Extrait du texte ▸
Tunisie : Ben Ali est parti

Politis.fr  et  AFP  • 14 janvier 2011 abonné·es
Tunisie : Ben Ali est parti
© Par Hamida BEN SALAH et Mohamed HASNI (AFP) Photo : FETHI BELAID / AFP

Le président Zine El Abidine Ben Ali, au pouvoir depuis 23 ans, a quitté vendredi la Tunisie après une contestation sans précédent de son régime, réprimée dans le sang. L’intérim est assuré par le Premier ministre sortant, Mohammed Ghannouchi.

Ce dernier a aussitôt lancé un appel à l’unité de tous les Tunisiens : « J’appelle les Tunisiens toutes sensibilités politiques et régionales confondues à faire preuve de patriotisme et d’unité » , a-t-il déclaré solennellement. Mohammed Ghannouchi s’est également engagé à respecter la Constitution. Un peu plus tôt, deux sources proches du gouvernement avaient annoncé le départ du chef de l’Etat à l’étranger. Son pays de destination n’était pas encore connu. Acculé vendredi par des milliers de manifestants, à Tunis comme en province, exigeant son départ immédiat, le président Ben Ali avait multiplié, sans succès, les annonces depuis jeudi pour tenter de mettre un terme à un mois d’émeutes et manifestations violemment réprimés par les forces de sécurité.

Données fournies ▸
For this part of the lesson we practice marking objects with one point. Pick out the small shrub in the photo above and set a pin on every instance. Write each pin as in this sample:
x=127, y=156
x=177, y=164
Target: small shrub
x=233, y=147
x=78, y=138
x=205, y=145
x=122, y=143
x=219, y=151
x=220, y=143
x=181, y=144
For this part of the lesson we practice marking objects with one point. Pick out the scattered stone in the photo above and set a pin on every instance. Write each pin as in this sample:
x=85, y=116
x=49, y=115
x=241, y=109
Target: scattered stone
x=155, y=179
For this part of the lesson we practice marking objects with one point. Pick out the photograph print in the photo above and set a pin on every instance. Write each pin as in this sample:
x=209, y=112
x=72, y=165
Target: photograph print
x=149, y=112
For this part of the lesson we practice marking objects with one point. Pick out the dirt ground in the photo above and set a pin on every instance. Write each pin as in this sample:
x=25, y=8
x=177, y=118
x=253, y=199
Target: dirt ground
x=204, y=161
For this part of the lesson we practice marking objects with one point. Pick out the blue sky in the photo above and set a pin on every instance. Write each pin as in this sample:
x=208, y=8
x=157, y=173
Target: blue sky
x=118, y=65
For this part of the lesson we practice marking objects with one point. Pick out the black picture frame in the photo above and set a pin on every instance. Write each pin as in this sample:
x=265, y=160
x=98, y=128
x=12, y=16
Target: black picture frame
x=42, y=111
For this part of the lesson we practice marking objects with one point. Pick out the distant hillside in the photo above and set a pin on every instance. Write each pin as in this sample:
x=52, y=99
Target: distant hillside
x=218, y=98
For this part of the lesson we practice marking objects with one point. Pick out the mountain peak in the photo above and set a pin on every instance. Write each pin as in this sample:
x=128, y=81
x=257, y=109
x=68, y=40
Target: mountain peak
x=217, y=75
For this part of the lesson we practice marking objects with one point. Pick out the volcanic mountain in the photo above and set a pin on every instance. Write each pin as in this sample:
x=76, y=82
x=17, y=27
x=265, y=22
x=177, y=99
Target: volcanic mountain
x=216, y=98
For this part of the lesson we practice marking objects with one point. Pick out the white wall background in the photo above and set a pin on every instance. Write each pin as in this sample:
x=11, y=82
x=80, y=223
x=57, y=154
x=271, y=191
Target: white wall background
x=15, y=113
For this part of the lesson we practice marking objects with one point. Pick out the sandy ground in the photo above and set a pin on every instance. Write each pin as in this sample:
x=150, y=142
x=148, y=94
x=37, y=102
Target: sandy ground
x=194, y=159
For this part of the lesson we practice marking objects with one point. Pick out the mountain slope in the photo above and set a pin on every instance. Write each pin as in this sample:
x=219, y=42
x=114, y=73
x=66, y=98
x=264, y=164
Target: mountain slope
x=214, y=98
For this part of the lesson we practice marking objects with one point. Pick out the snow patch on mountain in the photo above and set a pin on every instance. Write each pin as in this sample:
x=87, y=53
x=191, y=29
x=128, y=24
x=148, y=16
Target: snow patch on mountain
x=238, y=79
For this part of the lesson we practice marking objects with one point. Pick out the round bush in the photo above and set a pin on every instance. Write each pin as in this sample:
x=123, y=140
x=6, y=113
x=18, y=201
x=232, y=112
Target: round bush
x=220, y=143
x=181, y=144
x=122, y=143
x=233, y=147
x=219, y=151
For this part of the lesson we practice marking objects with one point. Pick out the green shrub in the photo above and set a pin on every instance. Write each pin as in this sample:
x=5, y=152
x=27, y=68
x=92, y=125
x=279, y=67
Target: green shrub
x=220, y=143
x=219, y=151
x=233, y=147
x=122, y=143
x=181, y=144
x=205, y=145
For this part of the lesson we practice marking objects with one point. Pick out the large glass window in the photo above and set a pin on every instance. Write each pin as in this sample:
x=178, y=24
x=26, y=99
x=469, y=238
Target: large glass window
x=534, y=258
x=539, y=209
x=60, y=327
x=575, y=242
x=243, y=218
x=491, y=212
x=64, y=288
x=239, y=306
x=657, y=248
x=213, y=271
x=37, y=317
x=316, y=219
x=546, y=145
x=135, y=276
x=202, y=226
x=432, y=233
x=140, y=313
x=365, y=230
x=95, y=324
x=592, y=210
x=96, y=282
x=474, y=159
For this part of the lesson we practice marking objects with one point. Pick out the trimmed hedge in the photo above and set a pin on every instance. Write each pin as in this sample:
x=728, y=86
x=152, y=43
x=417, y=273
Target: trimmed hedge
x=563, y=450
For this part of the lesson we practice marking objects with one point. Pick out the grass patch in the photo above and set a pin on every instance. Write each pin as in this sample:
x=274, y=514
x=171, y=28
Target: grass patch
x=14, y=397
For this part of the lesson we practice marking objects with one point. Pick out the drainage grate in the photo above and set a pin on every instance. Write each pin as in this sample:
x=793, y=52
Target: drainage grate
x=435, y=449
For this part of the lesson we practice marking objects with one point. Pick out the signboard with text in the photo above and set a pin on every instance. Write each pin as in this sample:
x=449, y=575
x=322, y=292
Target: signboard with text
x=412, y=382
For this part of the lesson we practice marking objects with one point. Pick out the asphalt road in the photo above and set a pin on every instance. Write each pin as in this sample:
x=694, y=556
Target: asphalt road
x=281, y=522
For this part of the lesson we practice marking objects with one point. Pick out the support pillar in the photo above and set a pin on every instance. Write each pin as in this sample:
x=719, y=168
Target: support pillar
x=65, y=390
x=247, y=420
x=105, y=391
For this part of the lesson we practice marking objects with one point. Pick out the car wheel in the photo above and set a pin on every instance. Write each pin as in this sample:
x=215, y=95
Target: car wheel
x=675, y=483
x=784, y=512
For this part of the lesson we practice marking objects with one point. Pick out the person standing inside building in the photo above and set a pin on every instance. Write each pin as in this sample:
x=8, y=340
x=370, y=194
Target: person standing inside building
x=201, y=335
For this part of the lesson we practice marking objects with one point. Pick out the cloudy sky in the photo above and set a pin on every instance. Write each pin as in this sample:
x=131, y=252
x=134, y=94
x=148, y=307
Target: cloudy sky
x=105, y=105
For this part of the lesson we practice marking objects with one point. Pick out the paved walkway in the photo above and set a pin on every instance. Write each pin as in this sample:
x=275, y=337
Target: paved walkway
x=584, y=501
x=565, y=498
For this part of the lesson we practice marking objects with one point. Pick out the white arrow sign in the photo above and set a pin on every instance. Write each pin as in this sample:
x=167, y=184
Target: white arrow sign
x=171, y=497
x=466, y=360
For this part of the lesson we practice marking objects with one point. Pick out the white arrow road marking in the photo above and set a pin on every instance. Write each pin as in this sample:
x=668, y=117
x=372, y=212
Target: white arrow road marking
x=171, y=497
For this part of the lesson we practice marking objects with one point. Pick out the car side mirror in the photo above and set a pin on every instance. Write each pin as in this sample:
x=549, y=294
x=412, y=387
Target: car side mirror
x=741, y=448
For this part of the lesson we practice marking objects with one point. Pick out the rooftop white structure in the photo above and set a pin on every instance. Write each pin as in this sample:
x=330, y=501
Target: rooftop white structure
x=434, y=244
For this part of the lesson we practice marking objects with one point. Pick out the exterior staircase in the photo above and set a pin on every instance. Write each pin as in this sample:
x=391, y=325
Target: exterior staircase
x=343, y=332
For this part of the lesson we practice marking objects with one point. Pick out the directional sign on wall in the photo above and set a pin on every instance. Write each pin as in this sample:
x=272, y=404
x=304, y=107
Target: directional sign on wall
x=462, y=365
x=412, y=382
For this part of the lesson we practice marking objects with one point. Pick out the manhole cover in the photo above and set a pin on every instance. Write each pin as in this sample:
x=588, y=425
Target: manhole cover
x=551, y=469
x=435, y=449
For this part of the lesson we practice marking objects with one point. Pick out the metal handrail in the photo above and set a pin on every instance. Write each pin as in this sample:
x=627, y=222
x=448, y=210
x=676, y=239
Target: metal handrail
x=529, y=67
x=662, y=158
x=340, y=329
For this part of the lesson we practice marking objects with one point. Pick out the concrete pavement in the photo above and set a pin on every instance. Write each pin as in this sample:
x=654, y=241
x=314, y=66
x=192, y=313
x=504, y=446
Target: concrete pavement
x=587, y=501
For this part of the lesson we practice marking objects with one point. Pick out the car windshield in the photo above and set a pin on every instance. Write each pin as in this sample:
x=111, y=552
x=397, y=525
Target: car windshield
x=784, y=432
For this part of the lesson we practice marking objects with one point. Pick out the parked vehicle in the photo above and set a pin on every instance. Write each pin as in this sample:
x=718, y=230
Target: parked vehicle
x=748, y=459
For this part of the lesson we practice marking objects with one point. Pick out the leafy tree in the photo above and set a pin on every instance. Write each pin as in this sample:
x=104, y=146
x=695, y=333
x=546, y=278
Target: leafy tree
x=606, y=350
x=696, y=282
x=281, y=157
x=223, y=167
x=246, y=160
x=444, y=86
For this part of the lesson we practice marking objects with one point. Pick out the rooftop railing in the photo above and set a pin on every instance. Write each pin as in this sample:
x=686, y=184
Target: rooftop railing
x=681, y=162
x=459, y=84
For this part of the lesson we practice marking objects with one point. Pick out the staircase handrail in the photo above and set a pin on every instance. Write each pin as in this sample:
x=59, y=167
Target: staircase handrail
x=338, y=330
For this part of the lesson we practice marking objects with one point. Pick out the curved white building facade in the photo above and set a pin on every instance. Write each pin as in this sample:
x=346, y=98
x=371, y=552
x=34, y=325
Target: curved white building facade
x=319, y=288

Exercice 1 ▸
Recopiez le passage de l'article sur le départ de Ben Ali qui commence par « Politis.fr  et  AFP  • » et va jusqu'à « sortant, Mohammed Ghannouchi. ».
Exercice 2 ▸
Rédigez la suite de l'article sur le départ de Ben Ali, à partir de sa dernière phrase.

Réponse 1 ▸
Politis.fr  et  AFP  • 14 janvier 2011 abonné·es
Tunisie : Ben Ali est parti
© Par Hamida BEN SALAH et Mohamed HASNI (AFP) Photo : FETHI BELAID / AFP

Le président Zine El Abidine Ben Ali, au pouvoir depuis 23 ans, a quitté vendredi la Tunisie après une contestation sans précédent de son régime, réprimée dans le sang. L’intérim est assuré par le Premier ministre sortant, Mohammed Ghannouchi.

Réponse 2 ▸
Cette répression avait fait des dizaines de morts, suscitant les plus vives inquiétudes de la communauté internationale.
Les manifestants exigeaient toujours le départ immédiat de Ben Ali, ne se satisfaisant pas de ses promesses, formulées jeudi soir, de quitter le pouvoir seulement au terme de son mandat, en 2014.
Le gouvernement tunisien a annoncé avoir décrété l’état d’urgence dans l’ensemble du pays avec un couvre-feu de 18h à 6h du matin, l’interdiction des rassemblements sur la voie publique et l’autorisation donnée à l’armée et à la police de tirer sur tout «suspect» refusant d’obéir aux ordres.

Un peu plus tôt, le Premier ministre Mohammed Ghannouchi, cité par l’agence officielle TAP, a indiqué que le président Ben Ali avait décidé «dans le cadre de mesures (d’apaisement) annoncées jeudi, de limoger le gouvernement et d’appeler à des élections législatives anticipées dans six mois» .
Le Premier ministre a ajouté avoir été chargé de former le nouveau gouvernement.
De violents heurts s’étaient produits dans l’après-midi entre des groupes de manifestants et des policiers anti-émeutes pendant lesquels un photographe français a été blessé à la tête par un tir de grenade lacrymogène, selon des journalistes de l’AFP sur place.

Les principaux partis d’opposition tunisiens, légaux comme interdits, avaient demandé vendredi «le départ de Ben Ali et l’instauration d’un gouvernement provisoire chargé dans les six mois d’organiser des élections libres» dans une déclaration commune publiée à Paris. «Je vous ai compris» , avait martelé le chef de l’Etat jeudi soir dans sa troisième intervention télévisée depuis le début des violences, appelant notamment les forces de sécurité à ne plus tirer à balles réelles sur les manifestants.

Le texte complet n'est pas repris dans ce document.